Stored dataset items
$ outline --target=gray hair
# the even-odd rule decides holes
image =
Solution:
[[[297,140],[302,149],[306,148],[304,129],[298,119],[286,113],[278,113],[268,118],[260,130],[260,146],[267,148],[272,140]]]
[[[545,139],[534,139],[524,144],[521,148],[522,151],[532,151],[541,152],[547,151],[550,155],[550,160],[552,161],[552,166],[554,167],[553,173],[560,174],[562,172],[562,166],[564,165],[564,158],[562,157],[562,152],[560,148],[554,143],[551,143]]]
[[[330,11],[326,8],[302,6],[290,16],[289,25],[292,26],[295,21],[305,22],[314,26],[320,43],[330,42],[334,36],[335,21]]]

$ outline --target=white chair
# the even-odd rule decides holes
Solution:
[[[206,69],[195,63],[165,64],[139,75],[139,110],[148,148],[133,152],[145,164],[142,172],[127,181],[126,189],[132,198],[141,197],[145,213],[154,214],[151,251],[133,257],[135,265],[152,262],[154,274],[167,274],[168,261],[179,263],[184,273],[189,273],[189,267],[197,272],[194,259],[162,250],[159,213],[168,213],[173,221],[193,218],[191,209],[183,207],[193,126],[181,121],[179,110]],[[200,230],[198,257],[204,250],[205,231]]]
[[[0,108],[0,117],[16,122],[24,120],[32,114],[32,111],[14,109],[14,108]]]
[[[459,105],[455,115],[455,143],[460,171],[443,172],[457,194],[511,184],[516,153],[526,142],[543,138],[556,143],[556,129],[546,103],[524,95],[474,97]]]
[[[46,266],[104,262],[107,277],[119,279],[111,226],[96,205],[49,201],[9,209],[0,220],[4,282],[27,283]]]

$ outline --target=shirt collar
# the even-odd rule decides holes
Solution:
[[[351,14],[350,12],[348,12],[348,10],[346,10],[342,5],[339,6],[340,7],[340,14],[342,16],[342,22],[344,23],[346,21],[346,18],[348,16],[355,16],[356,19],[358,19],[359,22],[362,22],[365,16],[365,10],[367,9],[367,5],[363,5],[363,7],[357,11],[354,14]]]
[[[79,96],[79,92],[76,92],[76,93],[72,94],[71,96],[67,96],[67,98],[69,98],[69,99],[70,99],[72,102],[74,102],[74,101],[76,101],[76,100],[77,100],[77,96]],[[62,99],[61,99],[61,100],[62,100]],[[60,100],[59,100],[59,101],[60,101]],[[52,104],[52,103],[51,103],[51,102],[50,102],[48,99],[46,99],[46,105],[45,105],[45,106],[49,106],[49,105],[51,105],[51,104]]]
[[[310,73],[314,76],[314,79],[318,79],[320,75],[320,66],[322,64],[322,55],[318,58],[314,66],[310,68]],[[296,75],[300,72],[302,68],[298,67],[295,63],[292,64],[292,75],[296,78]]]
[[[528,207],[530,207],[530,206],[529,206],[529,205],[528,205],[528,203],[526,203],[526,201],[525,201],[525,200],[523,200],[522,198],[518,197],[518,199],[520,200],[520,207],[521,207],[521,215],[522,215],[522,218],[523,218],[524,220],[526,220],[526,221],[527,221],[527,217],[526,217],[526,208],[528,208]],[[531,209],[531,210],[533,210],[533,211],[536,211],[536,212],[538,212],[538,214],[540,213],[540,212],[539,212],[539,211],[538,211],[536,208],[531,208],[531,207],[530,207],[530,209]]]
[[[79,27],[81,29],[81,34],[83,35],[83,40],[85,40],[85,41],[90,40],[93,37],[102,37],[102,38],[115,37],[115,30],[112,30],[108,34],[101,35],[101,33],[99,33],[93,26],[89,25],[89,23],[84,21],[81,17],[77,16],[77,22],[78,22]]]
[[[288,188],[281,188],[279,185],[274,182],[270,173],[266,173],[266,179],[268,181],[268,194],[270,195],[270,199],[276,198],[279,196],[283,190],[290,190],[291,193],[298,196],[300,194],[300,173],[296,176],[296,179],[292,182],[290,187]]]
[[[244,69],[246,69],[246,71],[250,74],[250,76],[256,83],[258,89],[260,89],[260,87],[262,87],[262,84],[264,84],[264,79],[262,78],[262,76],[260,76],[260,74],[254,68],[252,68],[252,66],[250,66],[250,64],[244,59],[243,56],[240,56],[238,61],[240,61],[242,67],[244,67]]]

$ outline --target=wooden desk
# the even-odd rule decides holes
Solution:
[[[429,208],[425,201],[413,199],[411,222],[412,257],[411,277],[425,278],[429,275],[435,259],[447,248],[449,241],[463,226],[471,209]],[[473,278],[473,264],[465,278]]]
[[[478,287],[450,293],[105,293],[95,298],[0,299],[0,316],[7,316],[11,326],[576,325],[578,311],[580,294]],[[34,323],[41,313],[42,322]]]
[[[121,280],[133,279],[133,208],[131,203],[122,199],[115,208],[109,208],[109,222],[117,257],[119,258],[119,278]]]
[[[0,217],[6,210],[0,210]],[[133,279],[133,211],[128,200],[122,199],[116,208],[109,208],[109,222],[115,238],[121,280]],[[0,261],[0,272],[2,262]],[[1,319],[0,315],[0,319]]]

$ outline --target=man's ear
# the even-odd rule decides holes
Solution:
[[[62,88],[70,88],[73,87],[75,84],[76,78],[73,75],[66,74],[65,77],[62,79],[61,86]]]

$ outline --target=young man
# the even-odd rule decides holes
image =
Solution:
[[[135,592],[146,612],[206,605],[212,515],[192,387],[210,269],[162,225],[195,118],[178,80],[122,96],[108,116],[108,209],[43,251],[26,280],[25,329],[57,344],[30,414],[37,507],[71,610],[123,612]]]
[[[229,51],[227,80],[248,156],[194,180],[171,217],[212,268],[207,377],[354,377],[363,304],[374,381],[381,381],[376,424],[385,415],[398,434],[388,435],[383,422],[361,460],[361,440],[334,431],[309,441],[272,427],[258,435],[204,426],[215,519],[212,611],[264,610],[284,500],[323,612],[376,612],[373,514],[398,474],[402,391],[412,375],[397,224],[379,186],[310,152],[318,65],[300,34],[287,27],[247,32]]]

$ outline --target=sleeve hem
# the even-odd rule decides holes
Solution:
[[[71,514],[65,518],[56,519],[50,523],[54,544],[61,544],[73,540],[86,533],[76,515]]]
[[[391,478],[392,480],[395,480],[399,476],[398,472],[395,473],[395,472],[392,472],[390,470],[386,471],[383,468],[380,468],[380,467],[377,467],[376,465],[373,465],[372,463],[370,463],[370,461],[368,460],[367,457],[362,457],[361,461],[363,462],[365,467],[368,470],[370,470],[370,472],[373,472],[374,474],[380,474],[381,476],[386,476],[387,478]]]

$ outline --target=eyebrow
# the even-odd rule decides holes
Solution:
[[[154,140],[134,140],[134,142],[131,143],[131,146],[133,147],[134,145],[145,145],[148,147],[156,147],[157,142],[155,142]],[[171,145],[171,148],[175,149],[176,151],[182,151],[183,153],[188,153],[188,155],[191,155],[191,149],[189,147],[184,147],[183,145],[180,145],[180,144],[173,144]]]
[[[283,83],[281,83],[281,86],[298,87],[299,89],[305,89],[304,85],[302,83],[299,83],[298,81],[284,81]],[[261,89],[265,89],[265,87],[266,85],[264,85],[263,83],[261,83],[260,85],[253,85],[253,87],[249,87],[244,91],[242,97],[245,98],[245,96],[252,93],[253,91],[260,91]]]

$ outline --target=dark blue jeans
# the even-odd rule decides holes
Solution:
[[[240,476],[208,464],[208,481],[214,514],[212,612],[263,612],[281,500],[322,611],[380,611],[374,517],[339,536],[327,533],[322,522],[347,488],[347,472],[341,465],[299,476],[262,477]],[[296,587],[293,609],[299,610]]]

* **WHAT TO PRODUCE**
Output all of the entries, exactly as they are written.

* **COMPLETED EXERCISE**
$ outline --target=gray hair
# the even-odd rule decides holes
image =
Solution:
[[[297,140],[302,149],[306,148],[304,129],[298,119],[286,113],[278,113],[268,118],[260,130],[260,146],[267,148],[272,140]]]
[[[545,139],[534,139],[524,144],[521,148],[522,151],[532,151],[541,152],[547,151],[550,155],[550,160],[552,161],[552,166],[554,167],[553,173],[560,174],[562,172],[562,166],[564,165],[564,158],[562,157],[562,152],[560,148],[554,143],[551,143]]]
[[[330,11],[326,8],[302,6],[290,16],[289,25],[292,26],[295,21],[305,22],[314,26],[320,43],[330,42],[334,36],[335,21]]]

$ outline --target=white chair
# the even-odd rule decides holes
Solution:
[[[206,69],[195,63],[165,64],[139,75],[139,110],[148,148],[133,152],[145,164],[142,172],[127,181],[126,189],[132,198],[141,197],[145,213],[154,214],[151,251],[133,257],[135,265],[152,262],[154,274],[167,274],[168,261],[179,263],[184,273],[189,273],[189,267],[197,272],[194,259],[162,250],[159,213],[168,213],[173,221],[193,218],[191,209],[183,207],[193,126],[181,121],[179,110]],[[200,230],[198,257],[204,250],[205,231]]]
[[[0,108],[0,117],[16,122],[24,120],[32,114],[32,111],[14,109],[14,108]]]
[[[459,105],[455,115],[455,143],[460,171],[443,172],[457,194],[511,184],[516,153],[526,142],[543,138],[556,143],[556,129],[546,103],[524,95],[474,97]]]
[[[46,266],[104,262],[107,277],[119,279],[111,226],[96,205],[49,201],[9,209],[0,220],[4,282],[27,283]]]

$ outline --target=shirt collar
# the even-odd rule decides holes
Solution:
[[[351,14],[350,12],[348,12],[348,10],[346,10],[342,5],[339,6],[340,7],[340,14],[342,16],[342,22],[344,23],[346,21],[346,18],[348,16],[355,16],[356,19],[358,19],[359,22],[362,22],[365,16],[365,10],[367,9],[367,5],[363,5],[363,7],[357,11],[354,14]]]
[[[79,96],[79,92],[76,92],[76,93],[72,94],[71,96],[67,96],[67,98],[69,98],[69,99],[70,99],[72,102],[74,102],[74,101],[76,101],[76,100],[77,100],[77,96]],[[62,99],[61,99],[61,100],[62,100]],[[60,100],[59,100],[59,101],[60,101]],[[52,104],[52,103],[51,103],[51,102],[50,102],[48,99],[46,99],[46,105],[45,105],[45,106],[49,106],[49,105],[51,105],[51,104]]]
[[[310,73],[314,76],[314,79],[318,79],[320,75],[320,66],[322,64],[322,55],[318,58],[314,66],[310,68]],[[296,75],[300,72],[302,68],[298,67],[295,63],[292,64],[292,75],[296,78]]]
[[[528,207],[530,207],[530,206],[529,206],[529,205],[528,205],[528,203],[526,203],[526,201],[525,201],[525,200],[523,200],[522,198],[518,197],[518,199],[520,200],[520,207],[521,207],[521,215],[522,215],[522,218],[523,218],[524,220],[526,220],[526,221],[527,221],[527,217],[526,217],[526,208],[528,208]],[[531,209],[531,210],[533,210],[533,211],[536,211],[536,212],[538,212],[538,214],[540,213],[540,212],[539,212],[539,211],[538,211],[536,208],[531,208],[531,207],[530,207],[530,209]]]
[[[79,27],[81,29],[81,34],[83,35],[83,40],[85,40],[85,41],[90,40],[93,37],[102,37],[102,38],[115,37],[115,30],[112,30],[108,34],[101,35],[101,33],[99,33],[93,26],[89,25],[89,23],[84,21],[81,17],[77,16],[77,22],[78,22]]]
[[[288,188],[281,188],[279,185],[274,182],[270,173],[266,173],[266,179],[268,181],[268,194],[270,195],[270,199],[276,198],[279,196],[283,190],[290,190],[291,193],[298,196],[300,194],[300,173],[296,176],[296,179],[292,182],[290,187]]]
[[[244,69],[246,69],[246,71],[250,74],[250,76],[256,83],[258,89],[260,89],[260,87],[262,87],[262,84],[264,84],[264,79],[262,78],[262,76],[260,76],[260,74],[254,68],[252,68],[252,66],[250,66],[250,64],[244,59],[243,56],[240,56],[238,61],[240,61],[242,67],[244,67]]]

$ outline --target=wooden desk
# the even-odd rule decides holes
Solution:
[[[429,208],[425,201],[413,199],[411,222],[412,257],[411,277],[425,278],[429,275],[435,259],[447,248],[449,241],[463,226],[471,209]],[[473,278],[473,264],[465,278]]]
[[[478,287],[450,293],[105,293],[95,298],[0,299],[0,316],[7,316],[11,326],[576,325],[578,311],[580,294]],[[34,323],[41,313],[42,322]]]
[[[121,280],[133,279],[133,208],[131,203],[122,199],[115,208],[109,208],[109,222],[117,257],[119,258],[119,278]]]
[[[0,217],[6,210],[0,210]],[[133,279],[133,211],[128,200],[122,199],[116,208],[109,208],[109,222],[115,238],[121,280]],[[0,261],[0,272],[2,262]],[[1,319],[0,315],[0,319]]]

$ outline --target=man's ear
# the even-odd rule decides holes
Solution:
[[[62,88],[70,88],[73,87],[75,84],[76,78],[73,75],[66,74],[65,77],[62,79],[61,86]]]

$ outline --target=young man
# the even-odd rule decides holes
image =
Solution:
[[[135,592],[146,612],[206,605],[212,515],[192,387],[210,269],[162,225],[195,118],[178,80],[122,96],[108,116],[108,209],[43,251],[26,280],[25,329],[57,344],[30,414],[37,507],[71,610],[123,612]]]
[[[229,51],[227,80],[248,156],[194,180],[171,217],[212,268],[207,377],[354,377],[363,304],[374,381],[381,381],[376,424],[385,415],[398,434],[388,435],[383,422],[361,460],[361,440],[334,431],[309,441],[272,427],[258,435],[204,426],[215,519],[212,611],[264,610],[284,500],[323,612],[376,612],[373,514],[398,474],[402,391],[412,375],[397,224],[379,186],[310,152],[318,65],[300,34],[287,27],[247,32]]]

$ outline --target=sleeve hem
# the even-odd rule decides holes
Solution:
[[[71,514],[65,518],[56,519],[50,523],[54,544],[61,544],[73,540],[86,533],[76,515]]]
[[[391,478],[392,480],[395,480],[399,476],[398,472],[395,473],[395,472],[392,472],[390,470],[386,471],[383,468],[380,468],[380,467],[377,467],[376,465],[373,465],[372,463],[370,463],[370,461],[368,460],[367,457],[362,457],[361,461],[363,462],[365,467],[368,470],[370,470],[370,472],[373,472],[374,474],[380,474],[381,476],[386,476],[387,478]]]

$ outline --target=eyebrow
# the even-odd rule decides holes
Solution:
[[[154,140],[134,140],[134,142],[131,143],[131,146],[133,147],[134,145],[145,145],[148,147],[156,147],[157,142],[155,142]],[[171,145],[171,148],[175,149],[176,151],[182,151],[183,153],[188,153],[188,155],[191,155],[191,149],[189,147],[184,147],[183,145],[180,145],[180,144],[173,144]]]
[[[283,83],[281,83],[281,86],[298,87],[299,89],[305,89],[304,85],[302,83],[299,83],[298,81],[284,81]],[[261,89],[265,89],[265,87],[266,85],[264,85],[263,83],[261,83],[260,85],[253,85],[253,87],[249,87],[244,91],[242,97],[245,98],[245,96],[252,93],[253,91],[260,91]]]

$ outline --target=dark blue jeans
# the even-odd rule decides holes
Solution:
[[[240,476],[208,464],[208,481],[214,514],[212,612],[263,612],[281,500],[322,611],[380,611],[374,517],[339,536],[327,533],[322,522],[347,488],[347,472],[341,465],[299,476],[262,477]],[[296,587],[293,609],[299,610]]]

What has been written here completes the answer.